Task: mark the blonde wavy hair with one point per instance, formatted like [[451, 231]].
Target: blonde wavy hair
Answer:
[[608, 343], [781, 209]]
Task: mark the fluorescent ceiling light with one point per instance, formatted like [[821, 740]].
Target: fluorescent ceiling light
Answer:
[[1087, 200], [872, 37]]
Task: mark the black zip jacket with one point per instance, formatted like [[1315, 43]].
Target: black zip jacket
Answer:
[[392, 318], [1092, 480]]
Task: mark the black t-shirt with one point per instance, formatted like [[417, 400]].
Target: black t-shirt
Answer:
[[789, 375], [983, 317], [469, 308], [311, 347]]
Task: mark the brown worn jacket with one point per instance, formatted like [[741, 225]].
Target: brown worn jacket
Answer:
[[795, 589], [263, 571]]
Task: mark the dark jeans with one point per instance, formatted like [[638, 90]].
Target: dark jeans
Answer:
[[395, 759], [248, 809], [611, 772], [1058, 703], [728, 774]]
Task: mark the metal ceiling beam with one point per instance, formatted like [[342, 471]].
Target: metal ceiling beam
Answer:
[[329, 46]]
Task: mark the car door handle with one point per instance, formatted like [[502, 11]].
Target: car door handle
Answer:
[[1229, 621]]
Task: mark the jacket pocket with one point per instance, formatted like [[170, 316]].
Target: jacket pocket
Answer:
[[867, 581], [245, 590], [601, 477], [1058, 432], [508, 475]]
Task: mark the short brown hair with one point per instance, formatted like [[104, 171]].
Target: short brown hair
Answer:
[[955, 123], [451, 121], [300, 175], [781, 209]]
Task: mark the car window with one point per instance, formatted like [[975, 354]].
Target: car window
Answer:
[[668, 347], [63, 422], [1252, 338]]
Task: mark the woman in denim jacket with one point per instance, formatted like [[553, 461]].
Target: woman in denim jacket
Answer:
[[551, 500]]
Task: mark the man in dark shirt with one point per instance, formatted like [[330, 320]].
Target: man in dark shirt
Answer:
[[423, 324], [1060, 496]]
======
Rewrite everything in the listing above from the line containing "Task: mark the black t-shirt" down to the line containing "[[329, 46]]", requests included, and scale every point coordinate in the answers by 1.75, rounding to whole numbers with halves going up. Leave the numbers in the requests and their format samples as they are.

Task: mark the black t-shirt with one point per instance, formatted like [[417, 400]].
Target: black t-shirt
Answer:
[[1381, 656], [1720, 555], [821, 539], [544, 607]]
Task: mark the brown worn jacket with one point per instance, formatted like [[741, 225]].
Target: brown worn jacket
Answer:
[[1391, 1031], [460, 999]]
Task: mark the dark jeans with one point per instance, formatted like [[638, 90]].
Target: dark jeans
Answer:
[[691, 1328], [434, 1416], [1069, 1351], [1852, 1230], [1274, 1355]]
Task: mark the metal ceiling beam with one point per instance, formatted like [[342, 471]].
Target: metal ceiling beam
Answer:
[[576, 81]]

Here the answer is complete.